__Prompt__. Collect every line of the records below that contains the word "foliage", matching case exactly.

__Record extracts__.
# # # # #

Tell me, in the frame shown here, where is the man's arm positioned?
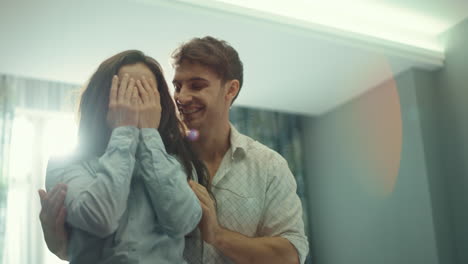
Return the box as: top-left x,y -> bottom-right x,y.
190,167 -> 302,264
213,228 -> 299,264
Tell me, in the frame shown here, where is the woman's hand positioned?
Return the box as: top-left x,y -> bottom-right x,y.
136,76 -> 161,129
107,74 -> 139,129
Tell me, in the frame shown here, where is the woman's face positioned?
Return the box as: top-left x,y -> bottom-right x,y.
117,62 -> 158,89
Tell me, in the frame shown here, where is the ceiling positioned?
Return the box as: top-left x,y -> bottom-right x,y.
0,0 -> 468,115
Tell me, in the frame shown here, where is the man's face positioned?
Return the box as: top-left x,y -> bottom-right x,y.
172,61 -> 229,130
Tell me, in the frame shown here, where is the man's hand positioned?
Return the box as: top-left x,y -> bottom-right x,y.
39,184 -> 68,260
189,180 -> 223,245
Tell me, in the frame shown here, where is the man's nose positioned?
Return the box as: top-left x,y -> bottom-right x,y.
175,89 -> 192,105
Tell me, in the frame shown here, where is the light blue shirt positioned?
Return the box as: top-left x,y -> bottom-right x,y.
46,127 -> 202,264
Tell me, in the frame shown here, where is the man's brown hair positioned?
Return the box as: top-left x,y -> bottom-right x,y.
172,36 -> 244,104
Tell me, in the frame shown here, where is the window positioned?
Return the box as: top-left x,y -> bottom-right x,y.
3,109 -> 77,264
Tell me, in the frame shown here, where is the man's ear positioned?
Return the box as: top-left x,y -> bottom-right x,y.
226,80 -> 240,104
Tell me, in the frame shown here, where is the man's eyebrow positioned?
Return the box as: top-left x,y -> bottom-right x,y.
172,77 -> 209,84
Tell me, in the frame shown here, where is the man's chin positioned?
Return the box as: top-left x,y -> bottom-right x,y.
184,119 -> 201,130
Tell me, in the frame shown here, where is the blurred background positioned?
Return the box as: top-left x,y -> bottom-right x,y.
0,0 -> 468,264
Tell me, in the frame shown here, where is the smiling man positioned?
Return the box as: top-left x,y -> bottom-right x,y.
41,37 -> 309,264
172,37 -> 308,263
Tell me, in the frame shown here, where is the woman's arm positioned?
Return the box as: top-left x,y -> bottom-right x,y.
137,128 -> 202,237
46,127 -> 138,237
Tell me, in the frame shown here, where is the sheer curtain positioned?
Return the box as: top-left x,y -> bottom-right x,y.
0,76 -> 14,260
230,107 -> 311,263
0,75 -> 78,264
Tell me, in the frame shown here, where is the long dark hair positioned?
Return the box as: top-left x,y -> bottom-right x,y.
76,50 -> 211,189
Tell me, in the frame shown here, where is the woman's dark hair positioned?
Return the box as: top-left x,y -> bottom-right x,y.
77,50 -> 211,190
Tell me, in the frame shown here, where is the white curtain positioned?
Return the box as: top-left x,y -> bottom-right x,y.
0,75 -> 79,264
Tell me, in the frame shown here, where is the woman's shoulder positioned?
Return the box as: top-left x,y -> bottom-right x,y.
46,154 -> 94,191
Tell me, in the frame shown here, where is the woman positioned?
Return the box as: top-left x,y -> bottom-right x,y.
46,51 -> 209,263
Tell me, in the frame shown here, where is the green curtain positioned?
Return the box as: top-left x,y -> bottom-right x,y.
0,75 -> 14,261
230,107 -> 311,263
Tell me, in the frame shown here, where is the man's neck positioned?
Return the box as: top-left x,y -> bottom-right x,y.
193,121 -> 231,163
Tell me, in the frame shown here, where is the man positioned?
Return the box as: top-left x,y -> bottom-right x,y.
41,37 -> 308,264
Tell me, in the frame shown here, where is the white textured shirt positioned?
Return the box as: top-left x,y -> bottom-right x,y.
184,125 -> 309,264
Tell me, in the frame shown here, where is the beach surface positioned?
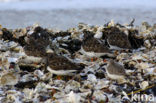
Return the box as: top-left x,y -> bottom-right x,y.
0,0 -> 156,30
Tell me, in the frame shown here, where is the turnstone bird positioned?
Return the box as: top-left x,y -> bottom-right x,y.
24,39 -> 48,57
104,27 -> 132,50
47,53 -> 84,75
0,62 -> 20,86
80,32 -> 113,57
106,60 -> 126,80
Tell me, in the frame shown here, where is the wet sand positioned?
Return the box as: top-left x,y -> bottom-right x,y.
0,8 -> 156,29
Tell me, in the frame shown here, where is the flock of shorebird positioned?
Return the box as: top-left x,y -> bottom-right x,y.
1,26 -> 132,85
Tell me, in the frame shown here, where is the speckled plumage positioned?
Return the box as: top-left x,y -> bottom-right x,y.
47,54 -> 83,75
106,60 -> 126,79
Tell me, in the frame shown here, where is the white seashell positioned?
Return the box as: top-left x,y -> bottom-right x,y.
67,91 -> 81,103
65,80 -> 80,93
8,58 -> 18,63
23,88 -> 35,100
144,40 -> 152,48
93,90 -> 107,102
95,79 -> 110,89
27,30 -> 34,35
140,81 -> 149,89
87,74 -> 97,83
34,70 -> 44,78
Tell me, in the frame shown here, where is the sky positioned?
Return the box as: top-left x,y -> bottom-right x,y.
0,0 -> 156,10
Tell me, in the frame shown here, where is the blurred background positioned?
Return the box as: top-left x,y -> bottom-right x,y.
0,0 -> 156,30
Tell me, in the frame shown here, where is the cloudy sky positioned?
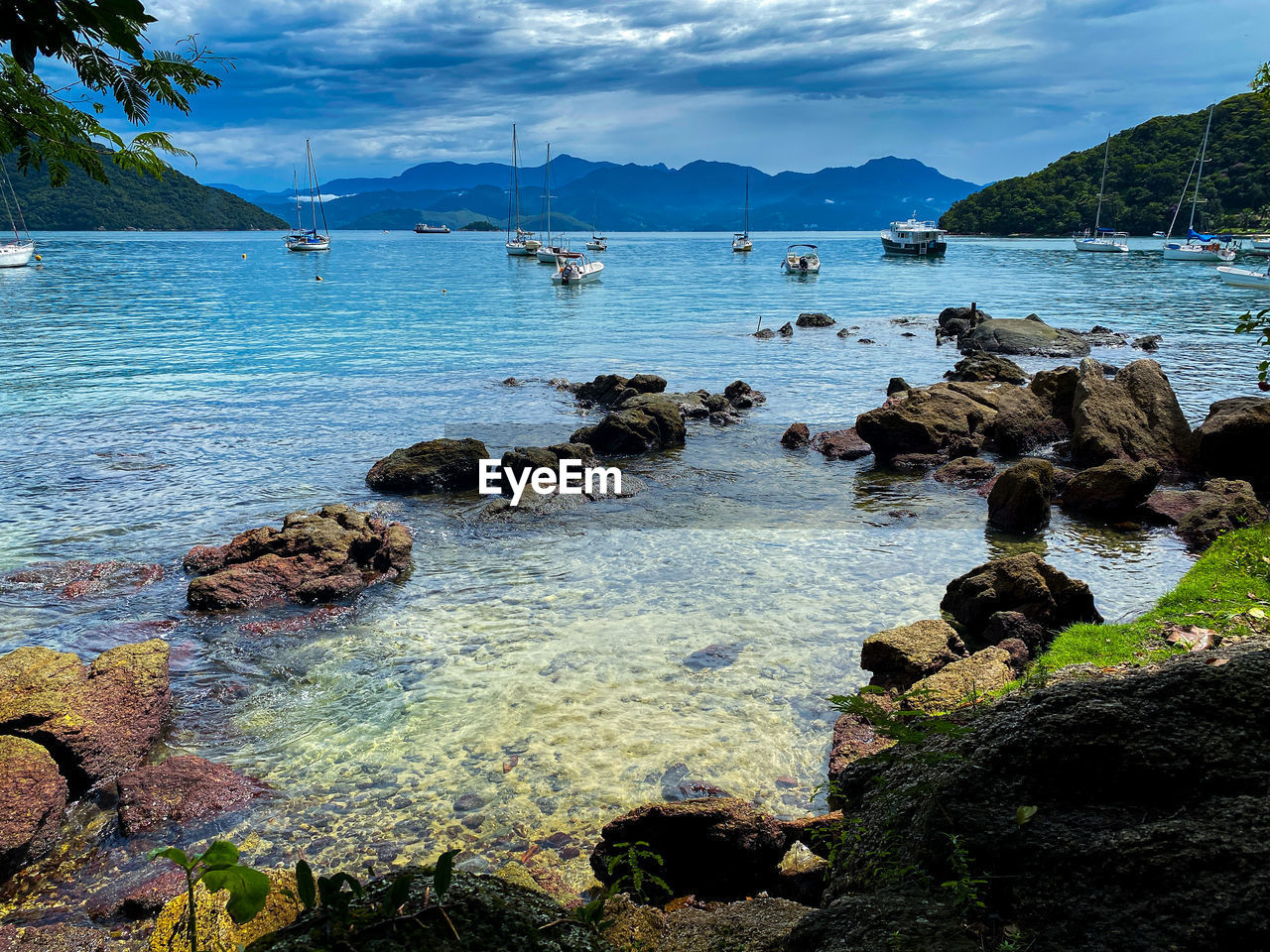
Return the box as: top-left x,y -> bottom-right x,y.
116,0 -> 1270,187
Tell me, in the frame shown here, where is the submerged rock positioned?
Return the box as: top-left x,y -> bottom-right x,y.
186,505 -> 412,611
366,439 -> 489,495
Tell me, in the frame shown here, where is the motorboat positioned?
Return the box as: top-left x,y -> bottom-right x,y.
881,214 -> 948,258
781,245 -> 821,276
1216,264 -> 1270,291
552,251 -> 604,287
1072,132 -> 1129,254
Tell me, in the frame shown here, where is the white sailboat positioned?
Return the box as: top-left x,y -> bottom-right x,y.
731,169 -> 754,251
0,159 -> 36,268
1163,103 -> 1234,262
507,122 -> 543,258
1072,132 -> 1129,253
282,139 -> 330,251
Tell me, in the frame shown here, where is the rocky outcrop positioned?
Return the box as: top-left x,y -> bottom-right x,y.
115,756 -> 264,837
590,797 -> 785,898
944,353 -> 1028,384
366,439 -> 489,495
811,426 -> 872,459
940,552 -> 1102,643
957,314 -> 1089,357
186,505 -> 412,611
1062,459 -> 1160,521
0,735 -> 67,883
860,618 -> 966,690
988,459 -> 1054,536
0,639 -> 172,796
1195,398 -> 1270,498
1072,359 -> 1195,473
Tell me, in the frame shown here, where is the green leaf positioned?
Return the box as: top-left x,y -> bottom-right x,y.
296,860 -> 318,912
432,849 -> 459,900
202,866 -> 269,925
146,847 -> 196,870
194,839 -> 239,867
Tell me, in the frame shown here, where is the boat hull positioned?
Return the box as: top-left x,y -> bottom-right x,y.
0,241 -> 36,268
1216,266 -> 1270,291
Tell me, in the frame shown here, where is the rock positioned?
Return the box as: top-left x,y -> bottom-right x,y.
933,456 -> 997,486
860,618 -> 966,690
957,317 -> 1089,357
1072,359 -> 1195,473
988,459 -> 1054,536
1133,334 -> 1163,353
940,552 -> 1102,638
808,640 -> 1270,952
115,756 -> 264,837
1062,459 -> 1160,522
856,384 -> 997,464
186,505 -> 412,611
781,422 -> 812,449
366,439 -> 489,495
903,643 -> 1028,713
1178,480 -> 1270,551
0,639 -> 172,796
944,353 -> 1028,384
812,426 -> 872,459
590,797 -> 785,898
794,312 -> 837,327
0,735 -> 67,883
569,398 -> 687,456
1195,398 -> 1270,498
1028,367 -> 1080,426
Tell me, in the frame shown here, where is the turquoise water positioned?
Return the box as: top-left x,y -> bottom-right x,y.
0,232 -> 1270,908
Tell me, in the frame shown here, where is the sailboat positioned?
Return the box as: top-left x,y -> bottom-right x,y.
731,169 -> 754,251
0,159 -> 36,268
1072,132 -> 1129,251
537,142 -> 576,264
282,139 -> 330,251
507,122 -> 543,258
1163,103 -> 1234,262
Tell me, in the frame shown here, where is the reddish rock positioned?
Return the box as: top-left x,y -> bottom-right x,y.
186,505 -> 412,611
115,756 -> 264,837
0,735 -> 66,883
0,639 -> 172,793
590,797 -> 785,898
781,422 -> 812,449
812,426 -> 872,459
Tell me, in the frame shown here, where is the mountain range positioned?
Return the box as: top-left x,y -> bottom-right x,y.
216,155 -> 979,231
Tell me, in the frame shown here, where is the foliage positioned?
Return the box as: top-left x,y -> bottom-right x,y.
147,840 -> 269,952
1234,307 -> 1270,390
940,92 -> 1270,235
0,0 -> 225,185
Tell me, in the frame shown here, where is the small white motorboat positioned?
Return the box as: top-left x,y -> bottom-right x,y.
552,251 -> 604,287
1216,264 -> 1270,291
781,245 -> 821,276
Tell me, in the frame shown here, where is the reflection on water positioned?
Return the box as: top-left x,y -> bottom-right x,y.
0,232 -> 1253,908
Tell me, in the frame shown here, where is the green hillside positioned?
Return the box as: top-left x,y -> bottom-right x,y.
940,92 -> 1270,235
3,155 -> 287,231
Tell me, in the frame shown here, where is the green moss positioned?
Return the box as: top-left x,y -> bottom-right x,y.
1034,525 -> 1270,671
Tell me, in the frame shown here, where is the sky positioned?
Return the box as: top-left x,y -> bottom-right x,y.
84,0 -> 1270,189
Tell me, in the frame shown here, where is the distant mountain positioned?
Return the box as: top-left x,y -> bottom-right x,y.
226,155 -> 978,231
5,156 -> 286,231
941,92 -> 1270,235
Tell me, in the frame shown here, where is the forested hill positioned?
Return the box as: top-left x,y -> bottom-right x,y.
0,155 -> 287,231
940,92 -> 1270,235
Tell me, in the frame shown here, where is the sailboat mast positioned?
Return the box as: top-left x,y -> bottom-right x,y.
1189,103 -> 1216,231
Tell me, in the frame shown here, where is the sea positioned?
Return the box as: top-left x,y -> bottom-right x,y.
0,231 -> 1270,908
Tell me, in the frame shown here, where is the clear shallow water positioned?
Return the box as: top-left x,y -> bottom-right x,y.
0,232 -> 1266,918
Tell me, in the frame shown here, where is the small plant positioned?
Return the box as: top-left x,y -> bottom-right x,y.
146,840 -> 269,952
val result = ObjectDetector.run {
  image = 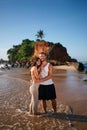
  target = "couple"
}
[29,52,56,114]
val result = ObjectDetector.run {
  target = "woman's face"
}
[36,59,41,66]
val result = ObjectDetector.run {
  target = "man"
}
[39,52,56,112]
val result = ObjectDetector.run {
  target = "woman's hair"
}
[31,57,40,67]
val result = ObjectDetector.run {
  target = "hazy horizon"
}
[0,0,87,61]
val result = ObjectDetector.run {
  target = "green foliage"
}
[7,39,34,62]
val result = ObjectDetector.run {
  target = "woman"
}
[29,58,41,115]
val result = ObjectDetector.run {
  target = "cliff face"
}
[34,41,71,62]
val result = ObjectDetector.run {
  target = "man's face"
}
[39,54,46,62]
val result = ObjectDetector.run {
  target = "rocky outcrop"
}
[34,41,71,62]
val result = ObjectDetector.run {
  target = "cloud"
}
[0,48,8,60]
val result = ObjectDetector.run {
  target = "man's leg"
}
[42,100,47,112]
[51,99,56,112]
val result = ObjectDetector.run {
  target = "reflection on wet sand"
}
[0,69,87,130]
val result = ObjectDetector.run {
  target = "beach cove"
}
[0,66,87,130]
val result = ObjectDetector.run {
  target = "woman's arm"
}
[40,64,53,82]
[31,67,41,81]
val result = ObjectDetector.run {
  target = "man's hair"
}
[39,51,47,56]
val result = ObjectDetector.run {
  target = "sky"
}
[0,0,87,61]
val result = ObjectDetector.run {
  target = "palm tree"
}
[35,30,44,40]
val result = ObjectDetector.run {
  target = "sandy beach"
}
[0,66,87,130]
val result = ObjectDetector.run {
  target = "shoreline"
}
[0,65,87,130]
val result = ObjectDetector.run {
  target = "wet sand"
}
[0,68,87,130]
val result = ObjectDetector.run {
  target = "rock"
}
[34,41,71,64]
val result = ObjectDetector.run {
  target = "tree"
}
[35,30,44,41]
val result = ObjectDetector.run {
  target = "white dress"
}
[29,81,39,114]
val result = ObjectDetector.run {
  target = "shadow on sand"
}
[40,113,87,122]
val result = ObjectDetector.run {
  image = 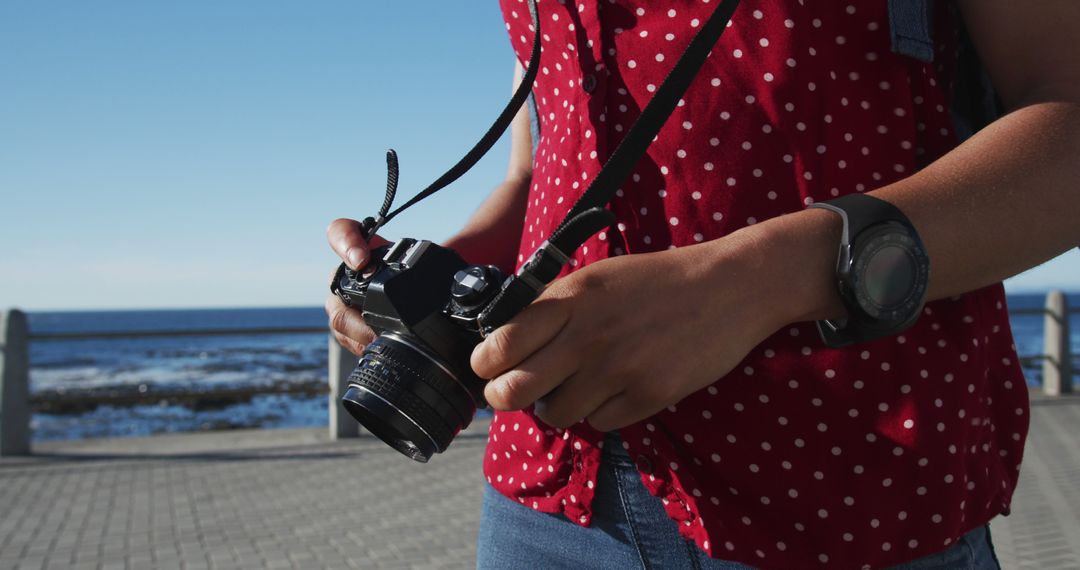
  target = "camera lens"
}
[341,333,483,462]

# # # # #

__In response__.
Tell me, in the frame shown here, where is the foliage positioned?
  target = "green foliage"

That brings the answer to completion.